┌─ Stored records

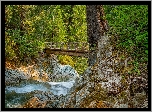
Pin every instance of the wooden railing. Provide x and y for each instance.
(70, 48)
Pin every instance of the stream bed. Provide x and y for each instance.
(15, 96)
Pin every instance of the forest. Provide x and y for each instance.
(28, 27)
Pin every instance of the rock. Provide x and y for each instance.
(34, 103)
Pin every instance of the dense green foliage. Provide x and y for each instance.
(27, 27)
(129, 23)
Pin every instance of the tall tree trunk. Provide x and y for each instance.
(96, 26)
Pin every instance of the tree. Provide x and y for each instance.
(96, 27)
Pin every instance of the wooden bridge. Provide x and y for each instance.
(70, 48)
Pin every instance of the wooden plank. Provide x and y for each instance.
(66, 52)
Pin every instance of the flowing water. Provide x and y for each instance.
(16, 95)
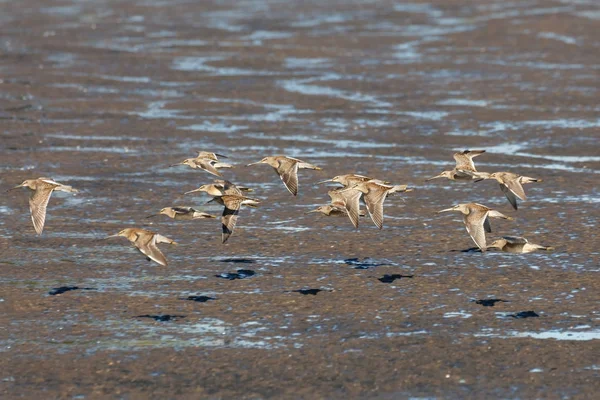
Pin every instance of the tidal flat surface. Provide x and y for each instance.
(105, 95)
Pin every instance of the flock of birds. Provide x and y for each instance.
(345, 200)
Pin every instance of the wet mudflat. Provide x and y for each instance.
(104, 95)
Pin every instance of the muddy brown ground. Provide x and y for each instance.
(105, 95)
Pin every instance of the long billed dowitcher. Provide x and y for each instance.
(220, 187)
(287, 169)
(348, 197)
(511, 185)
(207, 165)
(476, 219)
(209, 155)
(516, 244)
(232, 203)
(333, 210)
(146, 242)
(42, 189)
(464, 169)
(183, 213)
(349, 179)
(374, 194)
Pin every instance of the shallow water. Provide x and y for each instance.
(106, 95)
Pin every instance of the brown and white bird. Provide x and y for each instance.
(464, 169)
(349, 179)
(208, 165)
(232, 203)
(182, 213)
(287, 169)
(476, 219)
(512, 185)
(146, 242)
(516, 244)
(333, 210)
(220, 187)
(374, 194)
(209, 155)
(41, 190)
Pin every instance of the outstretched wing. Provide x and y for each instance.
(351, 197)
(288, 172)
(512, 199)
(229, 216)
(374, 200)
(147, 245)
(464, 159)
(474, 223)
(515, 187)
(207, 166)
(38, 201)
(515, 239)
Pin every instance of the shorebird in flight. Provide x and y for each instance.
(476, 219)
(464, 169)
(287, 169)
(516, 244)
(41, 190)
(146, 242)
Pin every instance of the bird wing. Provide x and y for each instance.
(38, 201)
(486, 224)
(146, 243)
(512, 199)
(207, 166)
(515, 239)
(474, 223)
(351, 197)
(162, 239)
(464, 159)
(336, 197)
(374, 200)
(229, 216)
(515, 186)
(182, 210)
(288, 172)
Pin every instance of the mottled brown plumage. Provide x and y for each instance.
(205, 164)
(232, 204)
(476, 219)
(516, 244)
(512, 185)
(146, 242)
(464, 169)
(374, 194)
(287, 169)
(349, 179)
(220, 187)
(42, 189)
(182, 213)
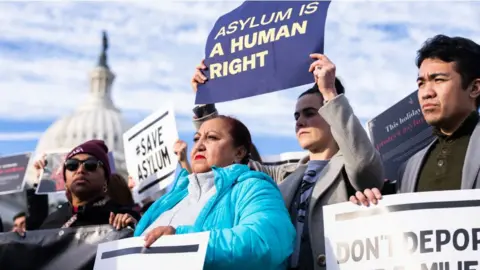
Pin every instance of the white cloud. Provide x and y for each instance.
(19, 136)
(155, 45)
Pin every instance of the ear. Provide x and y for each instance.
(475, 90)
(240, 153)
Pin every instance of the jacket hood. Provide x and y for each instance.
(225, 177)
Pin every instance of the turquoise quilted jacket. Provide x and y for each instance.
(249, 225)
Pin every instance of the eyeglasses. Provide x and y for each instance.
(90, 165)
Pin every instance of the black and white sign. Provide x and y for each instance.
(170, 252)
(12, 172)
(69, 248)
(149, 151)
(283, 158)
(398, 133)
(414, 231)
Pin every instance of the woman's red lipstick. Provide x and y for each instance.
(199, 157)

└─

What you should do →
Extract, word for word, every row from the line containing "Pin every instance of the mottled" through the final row, both ends included, and leave out the pictures.

Output of the exercise →
Pin every instance of the mottled brown plumage. Provide x and y for each instance.
(205, 164)
(232, 204)
(476, 219)
(516, 244)
(512, 185)
(146, 242)
(464, 169)
(374, 194)
(287, 169)
(349, 179)
(220, 187)
(42, 189)
(182, 213)
Pin every instance of the white cloud. Provide x and y for each instance.
(19, 136)
(155, 45)
Pin every instance of the ear. Provide x and y for each instance.
(475, 90)
(240, 153)
Pin every instance of the jacket hood. Provide x and y for each instance.
(225, 177)
Pin every instance of the turquoise quilted jacket. Provide x and y for each instance.
(249, 225)
Pin every instance of the eyeglasses. Provide x and y for each instance.
(90, 165)
Pin every instance of the black and white sign. Provide x and y for each instance.
(170, 252)
(12, 172)
(69, 248)
(149, 151)
(283, 158)
(398, 133)
(414, 231)
Pin every instance of the woman's red lipstick. Provide x and y for each instance.
(199, 157)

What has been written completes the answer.